Finally, I included several combinations of the above types of effects. In particular, I simulated \((15)\) small identical effects (covariance type 4) plus large independent effects (type 2), \((16)\) small independent effects (type 1) plus a large unique effect (type 8), and \((17)\) small identical effects (type 4) plus a large unique effect (type 8).
The fitting methods are identical to those described in my previous study of GTEx data.
I pre-run the script below and load the results from file.
rrmses <- sqrt(readRDS("./output/MASHvFLASHsims2/mses.rds"))
pr <- readRDS("./output/MASHvFLASHsims2/pr.rds")
First I give a breakdown of the relative root mean-squared errors (that is, the RMSE for each fit object, divided by the RMSE that would be obtained by simply using the observed data \(Y\) to estimate the “true effects” \(X\)). In addition to calculating the RRMSE separately for each covariance type, I also separately consider null effects and nonnull effects.
MASH does much better in shrinking null effects towards zero for tests that are null across all conditions or that are unique to a single condition (covariance types 7-8). However, the OHF method much better on nulls when nonnull effects are of medium size and are shared across several conditions (types 9 and 11). Here, it is possibly relevant to recall that cases 7 and 8 are covered by canonical covariance matrices in MASH but cases 9 and 11 are not.

Entries pointing to named objects
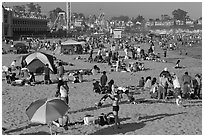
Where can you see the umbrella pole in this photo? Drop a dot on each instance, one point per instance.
(50, 128)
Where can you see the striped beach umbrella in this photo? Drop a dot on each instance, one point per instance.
(44, 111)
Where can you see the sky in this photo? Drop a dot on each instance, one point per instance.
(131, 9)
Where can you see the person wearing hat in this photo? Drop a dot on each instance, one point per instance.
(165, 72)
(177, 88)
(198, 79)
(46, 74)
(187, 84)
(103, 79)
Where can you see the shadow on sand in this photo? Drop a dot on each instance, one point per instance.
(21, 128)
(37, 133)
(130, 127)
(94, 108)
(124, 128)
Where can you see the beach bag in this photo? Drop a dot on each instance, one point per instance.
(89, 119)
(102, 119)
(110, 118)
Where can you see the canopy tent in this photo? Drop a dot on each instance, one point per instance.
(70, 47)
(72, 42)
(36, 61)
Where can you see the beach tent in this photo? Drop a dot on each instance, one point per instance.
(70, 47)
(35, 62)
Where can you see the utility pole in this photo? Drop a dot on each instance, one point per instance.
(68, 8)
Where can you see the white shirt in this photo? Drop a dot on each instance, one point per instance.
(176, 83)
(138, 50)
(63, 91)
(13, 63)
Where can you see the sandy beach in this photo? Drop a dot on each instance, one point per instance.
(147, 117)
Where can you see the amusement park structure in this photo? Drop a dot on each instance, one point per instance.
(63, 20)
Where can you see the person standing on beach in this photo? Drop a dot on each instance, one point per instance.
(60, 70)
(116, 98)
(46, 74)
(103, 79)
(177, 89)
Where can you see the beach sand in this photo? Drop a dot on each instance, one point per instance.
(144, 118)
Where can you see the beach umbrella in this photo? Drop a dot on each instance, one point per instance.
(44, 111)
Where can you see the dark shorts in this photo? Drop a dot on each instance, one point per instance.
(47, 77)
(177, 92)
(115, 108)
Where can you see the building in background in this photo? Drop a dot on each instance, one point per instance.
(15, 26)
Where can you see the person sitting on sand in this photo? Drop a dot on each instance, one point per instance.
(95, 70)
(141, 82)
(165, 72)
(163, 86)
(76, 77)
(13, 65)
(148, 82)
(62, 90)
(178, 64)
(154, 88)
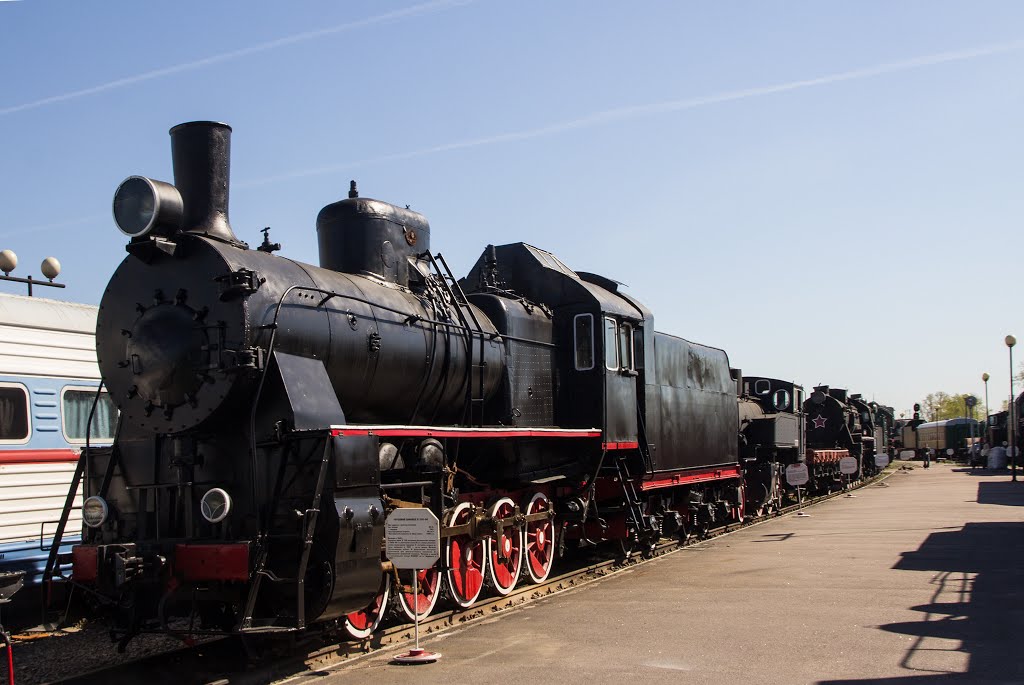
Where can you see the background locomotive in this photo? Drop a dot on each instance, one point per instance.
(272, 413)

◆ **What you will do**:
[1] According to the simulation excerpt, which covariance types are covered by canonical covariance matrices in MASH?
[2] List every combination of effect types that the simulation excerpt says was simulated.
[3] Quote the simulation excerpt word for word, starting at the words "I pre-run the" and ending after the words "and nonnull effects.".

◆ **Answers given**:
[1] Types 7 and 8.

[2]
- Small identical effects (covariance type 4) plus large independent effects (type 2)
- Small independent effects (type 1) plus a large unique effect (type 8)
- Small identical effects (type 4) plus a large unique effect (type 8)

[3]
I pre-run the script below and load the results from file.
rrmses <- sqrt(readRDS("./output/MASHvFLASHsims2/mses.rds"))
pr <- readRDS("./output/MASHvFLASHsims2/pr.rds")
First I give a breakdown of the relative root mean-squared errors (that is, the RMSE for each fit object, divided by the RMSE that would be obtained by simply using the observed data \(Y\) to estimate the “true effects” \(X\)). In addition to calculating the RRMSE separately for each covariance type, I also separately consider null effects and nonnull effects.